**Work to complete**
Translate this sentence from the article below on mothers and their married sons into Spanish: "Even if you’re not religious, when parents interfere with the relationship between a husband and wife, it will cause problems in the marriage."

**Extracted text**

※ ※ ※

Moms: Do You Encourage Your Son To Put His Wife First?

When you gave birth to your son, you knew that he would be the love of your life.  You fell in love with him each day as he learned how to crawl, walk, run, and talk.  You love bedtime when your son cuddles next to you reading his favorite bedtime story.  Your son comes to you when he’s hurt and when he’s happy.  You are his best confidant.  It feels good to be needed.

Then one day, when he’s older, he’ll start becoming interested in girls.  You think to yourself that these ‘girls’ are just a fling and the only one that will have his heart is you, so you’re not sweating it.  You see your son slipping away from your arms but you are still in hands reach.  These girls shall pass and you’ll be right there if they break his heart or he moves on to the next.  You’re still his number one girl.

Fast forward ten to fifteen years later.  Your son meets the woman of his dreams.  She’s kind, thoughtful, hard working, and the most humorous person you’ve ever met.  You can’t believe how this woman has your son wrapped around her finger…so tightly.  Although it’s great that someone is making your son happy, however, the thought of another woman coming between you and your son scares you.  You see your son slipping away from your hands and into the arms of another woman…a younger woman.  Not only does she have his heart, your son announces to everyone that they got engaged.

Your world as a mother has scattered.  “What would happen on holidays,” you question yourself.  “Will I still get to see him every year as usual or will he go to her parent’s house?” “What happens if they have kids?  Will I get to see the grand kids as often as I like?” “Can I come by as often as I like to see my son?” “What if my future daughter in law keeps my son away from me completely?”  These thoughts of another woman ‘controlling’ your son scares you, too. How can you compete with a younger, prettier, outspoken woman like her?  How can you win your son from this woman?  Do you even try?

Some mothers would try to have a say or have control in their son’s life and compete for their son attention and affection when they get married. Maybe because the mother feels that they don’t have a place in their son’s life anymore and would try to make their presents known. The mother will try by changing the way the kitchens organized in her son’s home, or disobeying how the wife wants her kids raised by thinking she ‘knows’ better, or dropping by without notice despite the disapproval vocalized by their daughter in laws.  The daughter in law voices her concern with her husband (your son) in how her mother in law (you) treats her.  Your son loves you and his wife and don’t want to hurt you and feels loyalty to both.  What can he do?

Let’s not get into the biblical sense of a man leaving his mother and father and cleaving to his wife and becoming one (Genesis 2:24).  Even if you’re not religious, when parents interfere with the relationship between a husband and wife, it will cause problems in the marriage.  What some  mothers don’t realize when their son takes a wife and builds a family, it’s his responsibility, his duty, to be the leader of his family; not his mother.  He has chosen a wife that he feels is capable of helping him lead in life and his family.  Once the son chooses a wife, the mother’s duty to her son changes from being his main supporter to the supporting woman in his life since her main job of raising her son is done.

※ ※ ※

**Listed records**
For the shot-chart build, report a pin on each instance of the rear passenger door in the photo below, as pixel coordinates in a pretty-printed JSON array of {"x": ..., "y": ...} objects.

※ ※ ※

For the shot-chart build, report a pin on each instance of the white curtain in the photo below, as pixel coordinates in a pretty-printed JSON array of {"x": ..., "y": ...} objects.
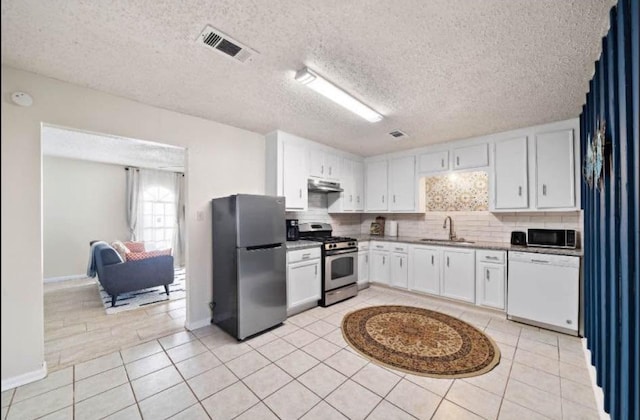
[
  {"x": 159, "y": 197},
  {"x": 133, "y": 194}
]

※ ※ ※

**Result**
Aunque no tengas creencias religiosas, cuando los padres interfieren en la relación entre marido y mujer, eso causará problemas en el matrimonio.